## Text extract
PHASE 03 // IMPLEMENT

recfo@implement:~/runbooks/s1-02
S1-02 · Understand Cloud Usage and Cost · Allocation

Enforce Tagging

Why

A tagging strategy without enforcement degrades silently. Within months, compliance drops as teams deploy via console, forget tags in ad-hoc scripts, or bypass shared IaC modules. Enforcement is the only path to near-100% tag compliance, and it must be layered: prevent at the source, detect what slips through, and remediate automatically where safe.

What

Implement a defence-in-depth enforcement stack across three preventive layers and three detective layers, rolled out progressively over ~12 weeks to avoid blocking legitimate deployments.

Defence in Depth
═══════════════════════════════════════════════════════════════

  PREVENT                          DETECT & FIX
  ────────────────────────         ────────────────────────
  Layer 1: IaC Module Defaults     Layer 4: Compliance Scanning
  Layer 2: CI/CD Pipeline Gates    Layer 5: Auto-Remediation
  Layer 3: Cloud-Native Policies   Layer 6: Alerting & Tickets

  Combined target: > 98% tag coverage (spend-weighted)

How

Embed Tags in Shared IaC Modules

Mandatory tags become required input variables in all shared Terraform modules, CloudFormation templates, and Bicep modules. Teams cannot deploy without providing them.

(Raw records)

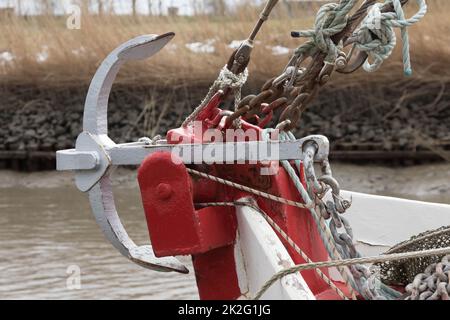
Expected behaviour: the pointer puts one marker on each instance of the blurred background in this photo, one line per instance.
(390, 134)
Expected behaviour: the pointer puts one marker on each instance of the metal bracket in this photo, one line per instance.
(90, 159)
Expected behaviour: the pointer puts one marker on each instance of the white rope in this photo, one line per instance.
(284, 235)
(382, 24)
(225, 80)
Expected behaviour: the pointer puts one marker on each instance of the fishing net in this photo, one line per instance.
(401, 273)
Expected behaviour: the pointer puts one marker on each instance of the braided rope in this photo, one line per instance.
(251, 190)
(331, 19)
(382, 25)
(324, 231)
(283, 234)
(225, 80)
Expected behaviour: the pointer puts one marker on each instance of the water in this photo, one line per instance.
(46, 227)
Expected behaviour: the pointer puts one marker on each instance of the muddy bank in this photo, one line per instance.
(39, 121)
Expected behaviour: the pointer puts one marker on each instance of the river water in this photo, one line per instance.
(47, 232)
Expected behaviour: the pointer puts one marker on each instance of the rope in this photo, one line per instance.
(376, 35)
(331, 19)
(324, 231)
(349, 262)
(283, 234)
(226, 79)
(250, 190)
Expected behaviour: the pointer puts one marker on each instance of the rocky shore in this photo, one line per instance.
(36, 120)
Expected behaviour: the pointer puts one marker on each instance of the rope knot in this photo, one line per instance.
(330, 20)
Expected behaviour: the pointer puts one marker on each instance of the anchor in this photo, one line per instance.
(239, 226)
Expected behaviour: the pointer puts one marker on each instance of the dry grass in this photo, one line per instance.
(73, 56)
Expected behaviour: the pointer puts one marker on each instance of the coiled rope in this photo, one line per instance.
(376, 35)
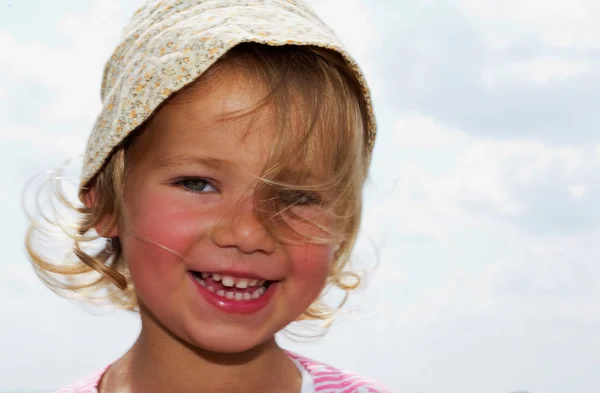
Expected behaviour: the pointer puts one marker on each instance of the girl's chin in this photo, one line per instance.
(232, 346)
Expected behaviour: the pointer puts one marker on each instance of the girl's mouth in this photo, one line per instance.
(232, 288)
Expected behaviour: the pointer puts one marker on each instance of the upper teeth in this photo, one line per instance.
(229, 281)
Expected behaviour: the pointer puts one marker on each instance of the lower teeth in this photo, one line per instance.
(233, 295)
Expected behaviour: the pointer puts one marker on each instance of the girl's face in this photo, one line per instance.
(202, 264)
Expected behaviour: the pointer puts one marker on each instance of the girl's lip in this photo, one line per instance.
(237, 274)
(232, 306)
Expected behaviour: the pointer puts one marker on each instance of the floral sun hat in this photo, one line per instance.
(170, 43)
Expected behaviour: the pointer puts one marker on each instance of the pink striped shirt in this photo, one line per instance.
(327, 379)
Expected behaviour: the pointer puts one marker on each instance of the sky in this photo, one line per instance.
(480, 206)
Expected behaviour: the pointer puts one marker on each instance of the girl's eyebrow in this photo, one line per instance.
(210, 162)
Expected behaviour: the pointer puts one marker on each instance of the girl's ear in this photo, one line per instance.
(106, 227)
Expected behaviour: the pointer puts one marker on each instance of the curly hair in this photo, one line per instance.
(321, 88)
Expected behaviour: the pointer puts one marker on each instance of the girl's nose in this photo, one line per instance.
(242, 229)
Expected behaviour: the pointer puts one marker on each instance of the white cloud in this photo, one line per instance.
(413, 130)
(72, 72)
(537, 71)
(577, 191)
(567, 24)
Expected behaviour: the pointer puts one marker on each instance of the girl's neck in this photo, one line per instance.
(158, 362)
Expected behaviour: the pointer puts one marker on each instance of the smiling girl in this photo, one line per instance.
(224, 176)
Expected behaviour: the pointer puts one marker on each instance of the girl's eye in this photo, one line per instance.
(197, 185)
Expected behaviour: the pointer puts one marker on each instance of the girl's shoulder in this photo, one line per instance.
(326, 378)
(87, 384)
(329, 379)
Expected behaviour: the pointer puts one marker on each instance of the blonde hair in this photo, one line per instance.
(327, 104)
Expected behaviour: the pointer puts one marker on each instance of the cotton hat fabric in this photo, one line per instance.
(168, 44)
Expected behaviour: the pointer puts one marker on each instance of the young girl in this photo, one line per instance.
(223, 178)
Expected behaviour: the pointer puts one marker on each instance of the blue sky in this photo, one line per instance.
(482, 201)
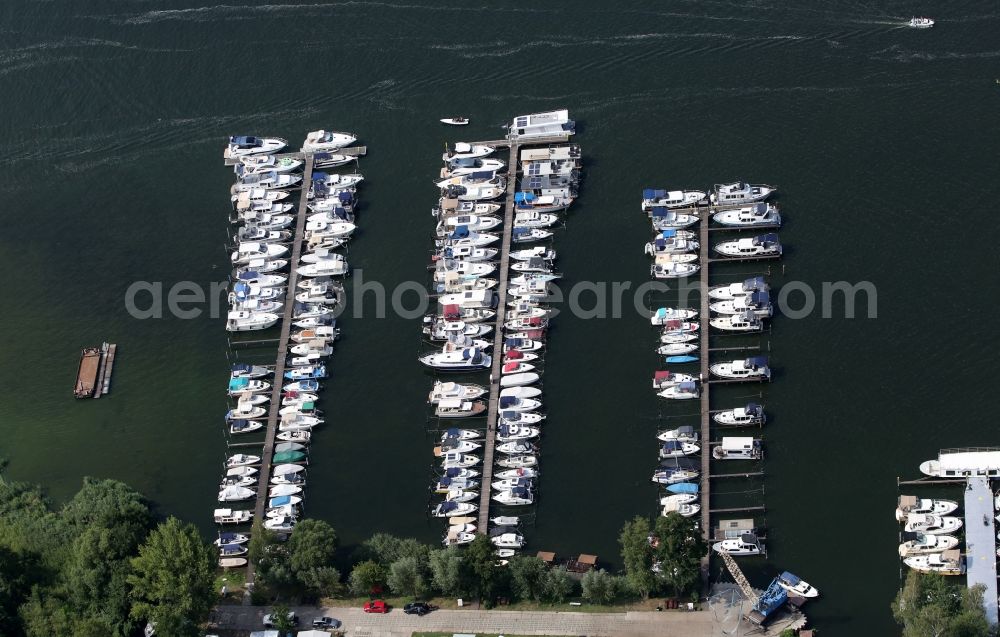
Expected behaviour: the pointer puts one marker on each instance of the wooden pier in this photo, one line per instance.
(493, 407)
(263, 482)
(706, 418)
(93, 376)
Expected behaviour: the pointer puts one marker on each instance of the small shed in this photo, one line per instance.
(546, 556)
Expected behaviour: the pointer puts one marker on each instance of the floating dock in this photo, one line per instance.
(93, 376)
(980, 543)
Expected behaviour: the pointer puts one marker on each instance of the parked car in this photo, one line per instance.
(326, 622)
(418, 608)
(269, 619)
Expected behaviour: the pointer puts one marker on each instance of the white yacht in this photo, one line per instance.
(739, 193)
(756, 215)
(911, 504)
(469, 359)
(739, 290)
(673, 270)
(245, 145)
(445, 390)
(462, 151)
(945, 563)
(322, 140)
(744, 322)
(765, 245)
(245, 321)
(753, 368)
(749, 415)
(746, 544)
(932, 524)
(738, 448)
(796, 585)
(653, 198)
(665, 219)
(924, 543)
(664, 314)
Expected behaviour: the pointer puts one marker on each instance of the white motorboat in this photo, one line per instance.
(295, 436)
(232, 516)
(680, 391)
(674, 476)
(458, 408)
(685, 433)
(462, 150)
(678, 449)
(517, 380)
(932, 524)
(757, 302)
(469, 359)
(270, 180)
(520, 418)
(655, 198)
(756, 215)
(519, 496)
(241, 426)
(517, 462)
(246, 321)
(753, 368)
(453, 509)
(247, 252)
(743, 322)
(511, 433)
(740, 193)
(534, 219)
(738, 448)
(673, 270)
(686, 510)
(263, 163)
(742, 289)
(664, 314)
(455, 460)
(449, 390)
(664, 219)
(924, 543)
(665, 378)
(751, 414)
(523, 234)
(245, 145)
(746, 544)
(676, 349)
(944, 563)
(911, 504)
(336, 265)
(322, 140)
(508, 541)
(236, 494)
(765, 245)
(796, 585)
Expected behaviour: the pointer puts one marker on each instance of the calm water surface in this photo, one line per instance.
(882, 139)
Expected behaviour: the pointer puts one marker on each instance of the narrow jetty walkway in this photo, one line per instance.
(279, 363)
(980, 543)
(706, 417)
(493, 409)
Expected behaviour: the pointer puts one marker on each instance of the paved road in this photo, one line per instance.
(398, 624)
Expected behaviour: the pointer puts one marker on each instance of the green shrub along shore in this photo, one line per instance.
(102, 565)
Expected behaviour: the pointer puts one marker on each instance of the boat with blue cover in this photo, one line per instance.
(682, 359)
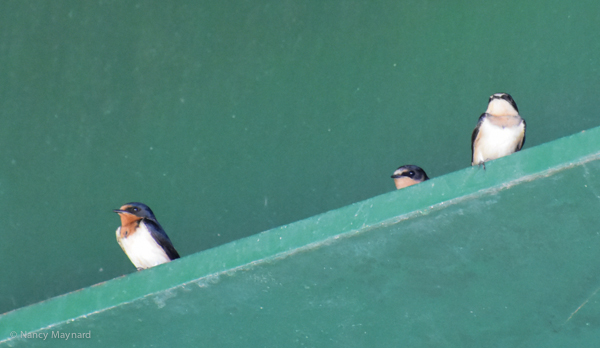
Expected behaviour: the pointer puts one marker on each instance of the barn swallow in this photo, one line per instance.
(408, 175)
(499, 132)
(142, 238)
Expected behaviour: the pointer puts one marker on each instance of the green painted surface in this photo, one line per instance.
(499, 257)
(231, 119)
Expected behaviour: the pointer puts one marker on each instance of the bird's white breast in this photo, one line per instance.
(495, 141)
(142, 249)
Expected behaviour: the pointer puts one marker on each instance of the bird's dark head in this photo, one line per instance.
(502, 104)
(135, 209)
(409, 175)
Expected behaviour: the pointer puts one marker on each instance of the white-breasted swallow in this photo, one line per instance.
(408, 175)
(142, 238)
(499, 132)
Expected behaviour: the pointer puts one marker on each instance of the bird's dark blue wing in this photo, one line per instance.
(474, 135)
(161, 238)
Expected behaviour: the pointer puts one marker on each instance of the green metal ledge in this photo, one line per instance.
(243, 279)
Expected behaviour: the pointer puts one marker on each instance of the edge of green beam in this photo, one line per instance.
(312, 232)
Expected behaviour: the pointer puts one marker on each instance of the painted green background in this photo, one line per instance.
(230, 118)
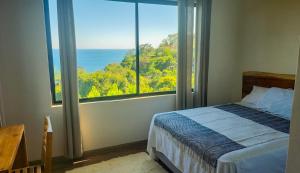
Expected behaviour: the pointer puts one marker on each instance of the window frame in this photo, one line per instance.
(137, 51)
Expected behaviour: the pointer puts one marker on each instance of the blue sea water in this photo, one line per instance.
(93, 59)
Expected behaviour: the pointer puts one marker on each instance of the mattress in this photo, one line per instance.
(222, 139)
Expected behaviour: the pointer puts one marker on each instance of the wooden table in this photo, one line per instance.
(13, 153)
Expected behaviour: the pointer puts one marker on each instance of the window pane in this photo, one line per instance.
(105, 40)
(158, 47)
(55, 48)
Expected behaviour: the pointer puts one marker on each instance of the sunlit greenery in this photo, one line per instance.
(157, 73)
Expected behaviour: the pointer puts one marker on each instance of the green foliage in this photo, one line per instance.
(157, 73)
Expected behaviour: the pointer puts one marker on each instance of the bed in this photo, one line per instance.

## Challenges
[A] Echo the stretch of the tagging runbook from "A tagging strategy" through "blocking legitimate deployments.".
[B] Answer these questions from the tagging runbook, one line each:
(i) Over roughly how many weeks is the enforcement stack rolled out?
(ii) What is the combined target for tag coverage?
(iii) What is Layer 5 called?
[C] Go on with the tagging runbook from the point where it stops.
The listing is material separate from the tagging runbook.

## Responses to the exercise
[A]
A tagging strategy without enforcement degrades silently. Within months, compliance drops as teams deploy via console, forget tags in ad-hoc scripts, or bypass shared IaC modules. Enforcement is the only path to near-100% tag compliance, and it must be layered: prevent at the source, detect what slips through, and remediate automatically where safe.

What

Implement a defence-in-depth enforcement stack across three preventive layers and three detective layers, rolled out progressively over ~12 weeks to avoid blocking legitimate deployments.

[B]
(i) About 12 weeks.
(ii) Greater than 98% tag coverage, spend-weighted.
(iii) Auto-Remediation.

[C]
# Terraform example — mandatory tag variable
variable "mandatory_tags" {
  type = object({
    cost_center   = string
    business_unit = string
    application   = string
    environment   = string
    owner         = string
  })
  validation {
    condition = contains(
      ["prod","stg","dev","sbx"],
      var.mandatory_tags.environment
    )
    error_message = "environment must be: prod, stg, dev, sbx"
  }
}

locals {
  all_tags = merge(var.mandatory_tags, {
    managed-by   = "terraform"
    created-date = formatdate("YYYY-MM-DD", timestamp())
  })
}

This catches ~80–90% of violations. It misses console deployments, CLI one-offs, and resources auto-created by managed services.

Add CI/CD Pipeline Validation

Add a scanning step to every CI/CD pipeline that deploys infrastructure. Start in warning mode, then promote to blocking mode after 2 weeks.

ToolWhat It Does
tflintTerraform linter with custom rules for required tags
checkovPolicy-as-code scanner (Terraform, CF, ARM, Bicep)
OPA / RegoGeneral-purpose policy engine for plan output
SentinelHashiCorp policy-as-code (Terraform Cloud/Enterprise)
Pipeline flow:
  git push
    → pre-commit: tflint (local, fast)
    → CI step 1: checkov / OPA scan
    → CI step 2: terraform plan
    → CI step 3: policy eval on plan output
    → CI step 4: terraform apply (only if all pass)

Deploy Cloud-Native Policies

Roll out in three phases: Audit → Enablement → Deny over ~4 weeks.

AWS — Service Control Policies (SCPs)

{
  "Effect": "Deny",
  "Action": ["ec2:RunInstances", "rds:CreateDBInstance", "s3:CreateBucket"],
  "Resource": "*",
  "Condition": {
    "Null": {
      "aws:RequestTag/cost-center": "true",
      "aws:RequestTag/environment": "true",
      "aws:RequestTag/owner": "true"
    }
  }
}

Also deploy AWS Tag Policies at OU level for allowed values and case enforcement.

Azure — Azure Policy

Use built-in policies: “Require a tag and its value on resources” and “Inherit a tag from the resource group / subscription if missing”. Assign at Management Group scope for org-wide coverage. Start with Audit effect, then promote to Deny.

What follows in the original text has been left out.